(EXERCISE DATA Opens)

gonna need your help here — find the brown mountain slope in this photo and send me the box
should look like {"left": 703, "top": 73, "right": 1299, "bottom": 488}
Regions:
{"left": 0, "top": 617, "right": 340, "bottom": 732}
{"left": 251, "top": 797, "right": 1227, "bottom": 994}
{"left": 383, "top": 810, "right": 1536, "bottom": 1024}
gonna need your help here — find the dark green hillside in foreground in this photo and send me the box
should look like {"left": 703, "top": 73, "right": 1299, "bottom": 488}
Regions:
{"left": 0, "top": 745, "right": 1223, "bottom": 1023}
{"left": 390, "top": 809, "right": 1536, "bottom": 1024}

(EXERCISE DATA Closes)

# [EXERCISE BRIEF]
In the entries above, count each line with "your"; reply with the total only.

# [ANSWER SECTION]
2